[Start of Extracted text]

Anxiety is the most common mental health condition in Australia, so innovative new event The Big Anxiety Festival should be well-attended. Launching in Sydney from September 20 through November 11, the new festival is an initiative developed by UNSW and the Black Dog Institute, along with over 25 partners across Greater Sydney. Bringing together artists, scientists, technologists and thinkers, the two-month festival aims to use art as a means to transform the way people think about and deal with mental health.
The inaugural festival will present over 60 events across Sydney with hubs located at Circular Quay's Customs House, Riverside Theatre in Parramatta and UNSW, with five major themes on focus — awkward conversations, lived experiences, the 'NeurodiverseCity', mood experiments and power, politics and institutions. The immersive exhibitions will include the world's highest resolution 3D cinema, international art shows, theatrical performances, contemporary dance, interactive media events and public forums for all ages.
A highlight of the program includes a design competition, during which students will build 'relaxation pods' that they feel encourage strong mental health. The pods will be designed in collaboration with specialist architects and be exhibited during the festival. Participation will also contribute to mental health research, with Black Dog Institute measuring the social and health benefits throughout the festival events.

[End of Extracted text]
[Start of Entries shown]

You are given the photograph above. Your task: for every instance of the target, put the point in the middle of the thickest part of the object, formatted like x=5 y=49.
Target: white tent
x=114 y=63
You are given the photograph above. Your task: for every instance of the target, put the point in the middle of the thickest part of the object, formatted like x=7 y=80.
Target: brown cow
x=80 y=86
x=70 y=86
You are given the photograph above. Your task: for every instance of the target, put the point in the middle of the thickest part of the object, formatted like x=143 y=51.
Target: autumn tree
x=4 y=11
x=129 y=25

[End of Entries shown]

→ Written instruction 1
Name the five major themes that the Big Anxiety Festival article lists for the festival.
→ Written instruction 2
According to the Big Anxiety Festival article, which organizations developed the festival?
→ Written instruction 3
Translate this sentence from the Big Anxiety Festival article into Spanish: "The pods will be designed in collaboration with specialist architects and be exhibited during the festival."

→ Task output 1
- Awkward conversations
- Lived experiences
- The 'NeurodiverseCity'
- Mood experiments
- Power, politics and institutions

→ Task output 2
UNSW and the Black Dog Institute, along with over 25 partners across Greater Sydney.

→ Task output 3
Las cápsulas se diseñarán en colaboración con arquitectos especializados y se exhibirán durante el festival.